* [Records supplied]
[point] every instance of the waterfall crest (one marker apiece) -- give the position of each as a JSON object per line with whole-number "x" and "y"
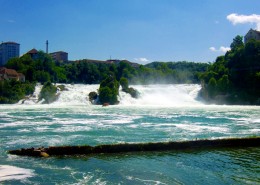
{"x": 157, "y": 95}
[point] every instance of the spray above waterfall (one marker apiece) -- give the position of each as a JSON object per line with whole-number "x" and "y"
{"x": 153, "y": 95}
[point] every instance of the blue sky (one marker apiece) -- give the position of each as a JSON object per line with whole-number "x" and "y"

* [The exercise] Set down every line of the entries above word for word, leaving out the pictures.

* [Finished answer]
[point] every instance of the waterfall crest (one marker apiece) -- give the position of each as a JSON object per line with whole-number "x" and "y"
{"x": 157, "y": 95}
[point] every instance of the spray above waterfall (one marker apiece) -- give the position of each as a JSON object per line with whole-number "x" and "y"
{"x": 153, "y": 95}
[point] every instance of the blue sky (one marker apiece) -- give the position of each as a JSON object per line with whole-number "x" and "y"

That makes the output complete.